→ **Exercise description**
Convert every line of the data below into an entry in a numbered list. Skip blank lines and leave out the pictures.

(Position identification records)
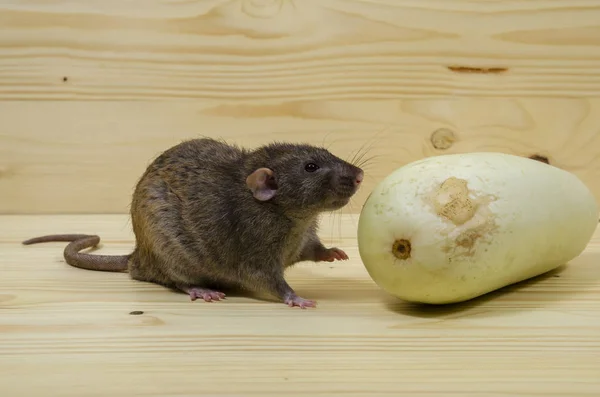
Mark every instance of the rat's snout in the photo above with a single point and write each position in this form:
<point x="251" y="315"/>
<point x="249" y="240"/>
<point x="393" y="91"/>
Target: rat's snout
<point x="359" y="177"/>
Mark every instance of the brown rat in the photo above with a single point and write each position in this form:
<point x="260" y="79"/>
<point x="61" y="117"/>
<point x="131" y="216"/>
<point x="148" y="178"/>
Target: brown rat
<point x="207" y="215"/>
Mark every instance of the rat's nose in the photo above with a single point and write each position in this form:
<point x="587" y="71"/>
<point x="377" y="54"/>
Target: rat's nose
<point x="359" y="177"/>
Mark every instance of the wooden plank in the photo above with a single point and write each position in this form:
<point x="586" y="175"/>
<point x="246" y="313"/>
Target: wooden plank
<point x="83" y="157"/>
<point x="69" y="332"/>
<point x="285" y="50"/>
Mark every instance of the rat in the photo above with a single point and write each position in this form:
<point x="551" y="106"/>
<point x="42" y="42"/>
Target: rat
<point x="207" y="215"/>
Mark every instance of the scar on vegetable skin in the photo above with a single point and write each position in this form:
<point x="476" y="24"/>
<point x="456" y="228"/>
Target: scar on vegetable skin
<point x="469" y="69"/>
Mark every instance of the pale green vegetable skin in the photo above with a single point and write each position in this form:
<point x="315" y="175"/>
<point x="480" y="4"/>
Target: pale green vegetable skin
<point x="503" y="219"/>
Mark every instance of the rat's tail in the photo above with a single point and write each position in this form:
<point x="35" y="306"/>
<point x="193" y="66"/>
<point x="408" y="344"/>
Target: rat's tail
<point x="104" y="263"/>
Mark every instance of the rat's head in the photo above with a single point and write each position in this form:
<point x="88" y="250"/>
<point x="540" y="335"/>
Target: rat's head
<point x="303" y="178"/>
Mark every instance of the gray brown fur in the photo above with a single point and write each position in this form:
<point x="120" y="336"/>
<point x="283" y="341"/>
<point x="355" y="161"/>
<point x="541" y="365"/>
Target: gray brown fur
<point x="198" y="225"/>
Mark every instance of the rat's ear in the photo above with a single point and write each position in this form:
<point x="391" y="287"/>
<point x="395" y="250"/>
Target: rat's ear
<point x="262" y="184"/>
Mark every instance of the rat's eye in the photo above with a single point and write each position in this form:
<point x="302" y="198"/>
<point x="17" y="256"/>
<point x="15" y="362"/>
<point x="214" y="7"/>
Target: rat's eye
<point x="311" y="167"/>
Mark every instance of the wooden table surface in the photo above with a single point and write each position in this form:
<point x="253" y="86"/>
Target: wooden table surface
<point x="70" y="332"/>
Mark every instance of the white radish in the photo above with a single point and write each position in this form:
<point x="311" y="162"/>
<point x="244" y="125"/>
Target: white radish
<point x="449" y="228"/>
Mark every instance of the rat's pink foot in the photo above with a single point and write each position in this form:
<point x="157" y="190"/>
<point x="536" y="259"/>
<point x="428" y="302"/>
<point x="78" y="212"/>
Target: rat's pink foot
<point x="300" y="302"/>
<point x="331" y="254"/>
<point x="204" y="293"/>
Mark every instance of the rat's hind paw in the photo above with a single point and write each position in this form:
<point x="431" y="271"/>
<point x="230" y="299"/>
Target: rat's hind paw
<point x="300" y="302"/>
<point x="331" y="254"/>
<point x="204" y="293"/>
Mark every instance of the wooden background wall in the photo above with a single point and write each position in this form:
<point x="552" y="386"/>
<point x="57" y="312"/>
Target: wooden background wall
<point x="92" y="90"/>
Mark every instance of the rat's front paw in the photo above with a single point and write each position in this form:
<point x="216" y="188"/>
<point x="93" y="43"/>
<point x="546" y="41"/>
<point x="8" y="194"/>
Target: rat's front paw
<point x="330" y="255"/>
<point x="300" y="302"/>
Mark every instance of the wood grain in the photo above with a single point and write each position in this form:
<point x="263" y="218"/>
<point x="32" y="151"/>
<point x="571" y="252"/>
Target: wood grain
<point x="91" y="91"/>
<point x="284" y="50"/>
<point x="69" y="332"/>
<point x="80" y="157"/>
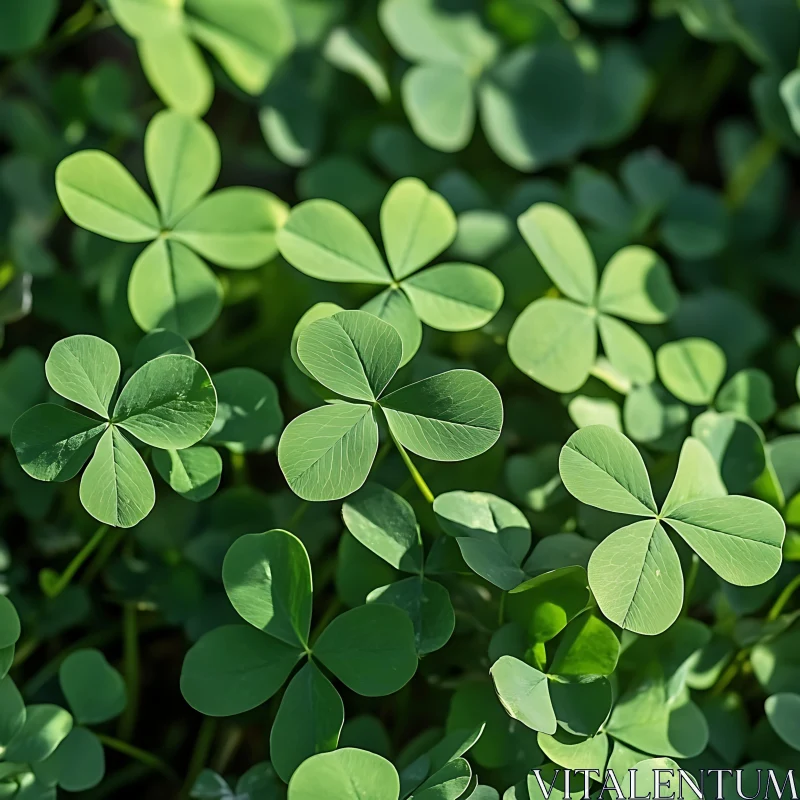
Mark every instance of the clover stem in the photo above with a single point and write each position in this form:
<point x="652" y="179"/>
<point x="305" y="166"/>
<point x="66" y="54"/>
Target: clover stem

→ **Complete output**
1. Mark every instance of the rat's snout in the photo above with a single point and write each position in this form:
2. <point x="251" y="315"/>
3. <point x="249" y="240"/>
4. <point x="393" y="91"/>
5. Target: rat's snout
6. <point x="359" y="177"/>
7. Mark every instance of the brown rat in the photo above with a single point and write each position in this form:
8. <point x="260" y="79"/>
9. <point x="61" y="117"/>
10. <point x="131" y="216"/>
11. <point x="148" y="178"/>
12. Target: brown rat
13. <point x="207" y="215"/>
14. Mark every instance of the rat's nose in the photo above with a single point and write each position in this form:
15. <point x="587" y="71"/>
16. <point x="377" y="54"/>
17. Target: rat's nose
18. <point x="359" y="177"/>
19. Mark every instance of the wooden plank in the photo above with a single point and write each position in this form:
20. <point x="586" y="175"/>
21. <point x="246" y="313"/>
22. Target: wooden plank
23. <point x="83" y="157"/>
24. <point x="69" y="332"/>
25. <point x="285" y="50"/>
26. Mark every instance of the rat in the photo above with a single point and write each position in this form:
27. <point x="551" y="106"/>
28. <point x="42" y="42"/>
29. Target: rat
30. <point x="207" y="215"/>
31. Mark every instance of the scar on vegetable skin in the photo above with a single point and write each position in this form:
32. <point x="476" y="24"/>
33. <point x="456" y="228"/>
34. Target: scar on vegetable skin
35. <point x="469" y="69"/>
36. Mark every instance of the pale green vegetable skin in the photo above with a single point and write each position in this form:
37. <point x="315" y="175"/>
38. <point x="480" y="4"/>
39. Target: pale green vegetable skin
40. <point x="503" y="219"/>
41. Mark every instance of the rat's tail in the photo above with a single point and write each position in this form:
42. <point x="35" y="306"/>
43. <point x="193" y="66"/>
44. <point x="408" y="344"/>
45. Target: rat's tail
46. <point x="104" y="263"/>
47. Mark every instance of the rat's head in the photo above with a single point and write each position in this form:
48. <point x="88" y="250"/>
49. <point x="540" y="335"/>
50. Target: rat's head
51. <point x="303" y="178"/>
52. Mark every instance of the gray brown fur in the photo above with a single point and write each position in this form:
53. <point x="120" y="336"/>
54. <point x="283" y="341"/>
55. <point x="355" y="161"/>
56. <point x="541" y="365"/>
57. Target: gray brown fur
58. <point x="198" y="225"/>
59. Mark every instance of the rat's ear in the photo above with a single point and write each position in this form:
60. <point x="391" y="287"/>
61. <point x="395" y="250"/>
62. Target: rat's ear
63. <point x="262" y="184"/>
64. Mark every instance of the rat's eye in the photo above with a single point and write each position in this form:
65. <point x="302" y="198"/>
66. <point x="17" y="256"/>
67. <point x="15" y="362"/>
68. <point x="214" y="7"/>
69. Target: rat's eye
70. <point x="311" y="167"/>
71. Mark every instance of the wooden table surface in the photo above with a single point and write each position in this form:
72. <point x="253" y="86"/>
73. Target: wooden table surface
74. <point x="70" y="332"/>
75. Mark every instance of the white radish in the photo above with a single point and write each position in this form:
76. <point x="311" y="162"/>
77. <point x="244" y="125"/>
78. Target: white radish
79. <point x="449" y="228"/>
80. Mark every instance of the rat's pink foot in the photo above with a single point and write each position in this form:
81. <point x="157" y="190"/>
82. <point x="536" y="259"/>
83. <point x="428" y="302"/>
84. <point x="78" y="212"/>
85. Target: rat's pink foot
86. <point x="300" y="302"/>
87. <point x="331" y="254"/>
88. <point x="204" y="293"/>
89. Mark every instance of the rat's hind paw in the photo above with a single point and write each position in this form:
90. <point x="431" y="271"/>
91. <point x="230" y="299"/>
92. Target: rat's hind paw
93. <point x="300" y="302"/>
94. <point x="331" y="254"/>
95. <point x="204" y="293"/>
96. Mark every instance of the wooden background wall in the photo above with a single point and write each position in this form:
97. <point x="552" y="386"/>
98. <point x="57" y="312"/>
99. Target: wooden background wall
100. <point x="92" y="90"/>
101. Mark every instance of the rat's front paw in the photo above with a single point and write each position in this form:
102. <point x="216" y="188"/>
103. <point x="93" y="43"/>
104. <point x="546" y="41"/>
105. <point x="8" y="194"/>
106. Target: rat's front paw
107. <point x="330" y="255"/>
108. <point x="300" y="302"/>
109. Mark every instance of the wood grain in the photo above with a single point and write each position in this form:
110. <point x="263" y="218"/>
111. <point x="32" y="151"/>
112. <point x="571" y="252"/>
113. Target: wood grain
114. <point x="91" y="91"/>
115. <point x="284" y="50"/>
116. <point x="69" y="332"/>
117. <point x="80" y="157"/>
118. Mark every instance of the clover stem in the photo above with a single point and write each position in this form:
119. <point x="652" y="179"/>
120. <point x="305" y="166"/>
121. <point x="66" y="54"/>
122. Target: clover stem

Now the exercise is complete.